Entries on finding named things
•••

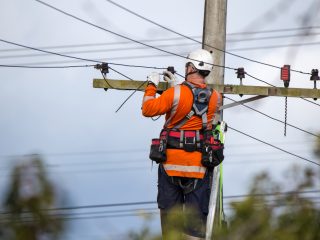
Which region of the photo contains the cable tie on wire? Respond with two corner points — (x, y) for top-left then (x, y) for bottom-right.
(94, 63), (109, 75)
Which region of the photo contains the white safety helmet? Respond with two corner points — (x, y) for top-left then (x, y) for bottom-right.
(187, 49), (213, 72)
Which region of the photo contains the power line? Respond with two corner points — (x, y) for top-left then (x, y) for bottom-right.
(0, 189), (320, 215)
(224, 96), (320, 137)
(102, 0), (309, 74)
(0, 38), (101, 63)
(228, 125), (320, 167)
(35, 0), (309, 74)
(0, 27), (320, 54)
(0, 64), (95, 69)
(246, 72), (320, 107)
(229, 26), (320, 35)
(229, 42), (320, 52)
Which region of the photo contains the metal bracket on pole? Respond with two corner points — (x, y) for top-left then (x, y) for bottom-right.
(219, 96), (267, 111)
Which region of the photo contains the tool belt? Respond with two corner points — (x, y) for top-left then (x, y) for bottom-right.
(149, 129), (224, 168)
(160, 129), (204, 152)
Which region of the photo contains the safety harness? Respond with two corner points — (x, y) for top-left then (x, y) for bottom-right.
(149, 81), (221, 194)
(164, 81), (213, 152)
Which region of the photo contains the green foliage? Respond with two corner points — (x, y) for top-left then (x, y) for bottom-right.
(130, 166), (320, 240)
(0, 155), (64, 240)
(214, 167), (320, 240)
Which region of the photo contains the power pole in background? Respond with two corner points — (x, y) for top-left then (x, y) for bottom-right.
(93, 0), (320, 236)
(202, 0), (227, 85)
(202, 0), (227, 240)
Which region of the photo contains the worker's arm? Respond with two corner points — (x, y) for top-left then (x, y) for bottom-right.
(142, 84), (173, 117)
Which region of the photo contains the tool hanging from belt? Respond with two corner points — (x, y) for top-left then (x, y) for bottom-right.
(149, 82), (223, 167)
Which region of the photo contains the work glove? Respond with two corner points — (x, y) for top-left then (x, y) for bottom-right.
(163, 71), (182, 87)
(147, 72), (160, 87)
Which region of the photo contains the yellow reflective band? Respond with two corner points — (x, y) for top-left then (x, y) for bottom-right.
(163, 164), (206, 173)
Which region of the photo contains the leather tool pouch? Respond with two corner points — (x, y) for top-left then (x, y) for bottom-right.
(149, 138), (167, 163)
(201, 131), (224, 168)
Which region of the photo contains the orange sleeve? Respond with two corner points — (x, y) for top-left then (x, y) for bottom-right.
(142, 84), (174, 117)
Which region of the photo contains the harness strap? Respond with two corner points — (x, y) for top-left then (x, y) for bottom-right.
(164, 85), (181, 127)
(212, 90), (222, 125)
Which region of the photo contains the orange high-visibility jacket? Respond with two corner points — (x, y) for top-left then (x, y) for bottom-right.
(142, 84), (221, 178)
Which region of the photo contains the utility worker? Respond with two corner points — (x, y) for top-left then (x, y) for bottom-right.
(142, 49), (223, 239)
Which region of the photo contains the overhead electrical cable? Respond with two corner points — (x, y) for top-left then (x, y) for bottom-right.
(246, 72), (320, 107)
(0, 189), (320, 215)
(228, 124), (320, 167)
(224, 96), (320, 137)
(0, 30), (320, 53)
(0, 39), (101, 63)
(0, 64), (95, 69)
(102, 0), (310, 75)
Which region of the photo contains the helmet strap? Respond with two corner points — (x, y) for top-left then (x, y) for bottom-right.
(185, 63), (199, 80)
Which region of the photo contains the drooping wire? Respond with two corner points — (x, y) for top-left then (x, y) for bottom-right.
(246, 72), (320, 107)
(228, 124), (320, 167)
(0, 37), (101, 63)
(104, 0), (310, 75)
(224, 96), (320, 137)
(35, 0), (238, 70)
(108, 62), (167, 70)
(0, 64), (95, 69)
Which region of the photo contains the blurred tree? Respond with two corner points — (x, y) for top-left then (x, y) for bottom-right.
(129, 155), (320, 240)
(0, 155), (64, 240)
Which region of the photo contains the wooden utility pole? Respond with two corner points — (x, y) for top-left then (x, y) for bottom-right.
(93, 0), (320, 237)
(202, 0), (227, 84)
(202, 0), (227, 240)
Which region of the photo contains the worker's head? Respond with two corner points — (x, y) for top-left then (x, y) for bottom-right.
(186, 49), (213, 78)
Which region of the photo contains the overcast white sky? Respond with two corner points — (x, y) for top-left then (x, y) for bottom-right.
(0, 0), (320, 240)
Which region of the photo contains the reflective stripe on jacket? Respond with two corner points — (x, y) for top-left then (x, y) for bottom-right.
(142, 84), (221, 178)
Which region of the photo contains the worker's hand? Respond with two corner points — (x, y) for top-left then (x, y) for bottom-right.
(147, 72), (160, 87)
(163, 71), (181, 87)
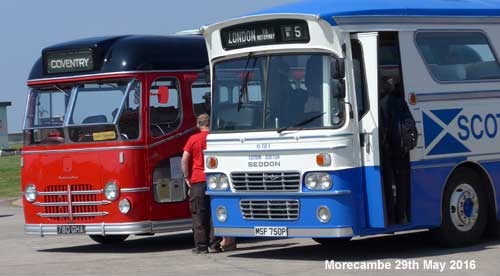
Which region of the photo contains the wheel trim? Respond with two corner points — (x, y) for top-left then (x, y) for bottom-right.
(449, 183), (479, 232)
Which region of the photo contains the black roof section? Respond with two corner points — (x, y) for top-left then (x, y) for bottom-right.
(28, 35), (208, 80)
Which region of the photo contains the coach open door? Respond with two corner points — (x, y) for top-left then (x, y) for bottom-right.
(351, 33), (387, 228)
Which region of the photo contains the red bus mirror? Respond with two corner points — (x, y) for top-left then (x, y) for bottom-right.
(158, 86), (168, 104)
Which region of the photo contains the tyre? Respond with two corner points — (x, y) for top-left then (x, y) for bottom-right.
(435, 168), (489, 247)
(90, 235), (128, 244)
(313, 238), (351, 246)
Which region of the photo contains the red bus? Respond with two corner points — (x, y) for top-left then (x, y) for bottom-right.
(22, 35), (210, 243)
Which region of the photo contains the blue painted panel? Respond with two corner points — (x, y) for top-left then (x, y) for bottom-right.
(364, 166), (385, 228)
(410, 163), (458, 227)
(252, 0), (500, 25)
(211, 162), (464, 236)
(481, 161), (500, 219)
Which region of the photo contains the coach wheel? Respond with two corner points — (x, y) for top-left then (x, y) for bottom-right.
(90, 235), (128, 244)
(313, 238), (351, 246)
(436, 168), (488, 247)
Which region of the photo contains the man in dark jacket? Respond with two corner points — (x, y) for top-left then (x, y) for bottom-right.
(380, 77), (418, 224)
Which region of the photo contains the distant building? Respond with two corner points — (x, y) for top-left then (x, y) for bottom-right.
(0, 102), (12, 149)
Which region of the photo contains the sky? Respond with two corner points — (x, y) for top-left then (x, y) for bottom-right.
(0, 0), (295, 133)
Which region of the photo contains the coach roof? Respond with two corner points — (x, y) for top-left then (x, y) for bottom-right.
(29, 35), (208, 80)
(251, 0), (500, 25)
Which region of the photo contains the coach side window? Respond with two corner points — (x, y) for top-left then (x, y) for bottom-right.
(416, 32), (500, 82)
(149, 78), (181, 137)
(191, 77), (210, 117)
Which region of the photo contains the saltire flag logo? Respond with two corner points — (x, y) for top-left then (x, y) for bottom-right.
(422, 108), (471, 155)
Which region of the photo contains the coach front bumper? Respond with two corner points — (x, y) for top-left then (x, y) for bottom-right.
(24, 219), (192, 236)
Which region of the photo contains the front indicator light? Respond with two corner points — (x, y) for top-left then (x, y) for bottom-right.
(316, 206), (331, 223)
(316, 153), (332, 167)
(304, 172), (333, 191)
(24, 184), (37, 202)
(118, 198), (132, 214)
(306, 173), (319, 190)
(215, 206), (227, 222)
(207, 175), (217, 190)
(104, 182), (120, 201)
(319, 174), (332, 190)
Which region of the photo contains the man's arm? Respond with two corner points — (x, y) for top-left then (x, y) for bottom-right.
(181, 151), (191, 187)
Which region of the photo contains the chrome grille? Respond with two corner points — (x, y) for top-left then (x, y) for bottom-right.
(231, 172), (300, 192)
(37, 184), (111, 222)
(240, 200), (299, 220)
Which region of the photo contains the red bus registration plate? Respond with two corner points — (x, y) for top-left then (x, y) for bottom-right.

•••

Rewrite as a numbered list the part of the listing that opens with the line containing "Which region of the photo contains the work glove?" and closes with the line containing "(102, 0), (310, 75)", leaving out any blank lines.

**PROBLEM SOLUTION**
1. Which region of the photo contains the work glove? Respond with two corner points — (x, y) for top-left then (x, y) for bottom-right.
2. (163, 71), (182, 87)
3. (147, 72), (160, 87)
4. Which region of the photo contains the yellow reflective band? Respond with two corner points — (x, y) for top-left then (x, y) for bottom-right.
5. (163, 164), (206, 173)
6. Which region of the photo contains the leather tool pouch? Respond with two corner points — (x, y) for top-left then (x, y) for bottom-right.
7. (149, 138), (167, 163)
8. (201, 131), (224, 168)
9. Which region of the photo contains the orange sleeve? Respond with two corner points — (x, y) for top-left then (x, y) for bottom-right.
10. (142, 84), (174, 117)
11. Which region of the photo contains the harness strap? Respond with two corner points — (x, y) for top-left then (x, y) for bottom-right.
12. (164, 85), (181, 127)
13. (212, 90), (222, 125)
14. Which region of the photo contains the orange high-visibility jacket? Respond with two corner points — (x, y) for top-left then (x, y) for bottom-right.
15. (142, 84), (221, 178)
16. Which region of the photo contains the utility worker? Respond with two corner points — (x, y) for top-left then (x, y) for bottom-right.
17. (142, 49), (223, 239)
18. Which region of the photo contains the overhead electrical cable? Respond with two corner points — (x, y) for top-left then (x, y) for bottom-right.
19. (246, 72), (320, 107)
20. (0, 189), (320, 215)
21. (228, 124), (320, 167)
22. (224, 96), (320, 137)
23. (0, 30), (320, 53)
24. (0, 39), (101, 63)
25. (0, 64), (95, 69)
26. (102, 0), (310, 75)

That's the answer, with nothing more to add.